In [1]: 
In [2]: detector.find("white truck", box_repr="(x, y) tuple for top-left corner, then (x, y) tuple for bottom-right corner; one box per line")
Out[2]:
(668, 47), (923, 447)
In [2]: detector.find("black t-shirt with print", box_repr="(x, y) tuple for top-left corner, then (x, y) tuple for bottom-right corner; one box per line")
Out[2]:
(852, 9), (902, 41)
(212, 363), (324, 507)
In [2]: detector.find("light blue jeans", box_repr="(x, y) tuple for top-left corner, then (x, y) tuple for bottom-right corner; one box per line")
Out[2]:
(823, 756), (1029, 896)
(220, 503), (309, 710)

* * * * *

What you will do:
Convert every line of the records above into a Markdown table with two columns, "No." and "Text". Number the rows in order, put each line in "Text", and leave out blank lines.

Correct response:
| No. | Text |
|---|---|
| 1 | In [1]:  |
| 2 | In [2]: detector.find("white truck", box_repr="(x, y) tuple for top-left corner, then (x, y) tuple for bottom-right corner; one box per line") |
| 3 | Out[2]: |
| 4 | (668, 47), (923, 447) |
| 5 | In [2]: detector.find("black t-shirt with print", box_repr="(x, y) tuple for top-left corner, then (x, y) tuple for bottom-right corner; one box per line") |
| 6 | Out[2]: |
| 7 | (852, 9), (902, 41) |
| 8 | (212, 363), (324, 507) |
| 9 | In [2]: detector.find("light blue jeans", box_repr="(x, y) tuple for top-left corner, then (x, y) tuple for bottom-right corner; one box per line") |
| 10 | Out[2]: |
| 11 | (823, 756), (1029, 896) |
| 12 | (220, 503), (309, 710) |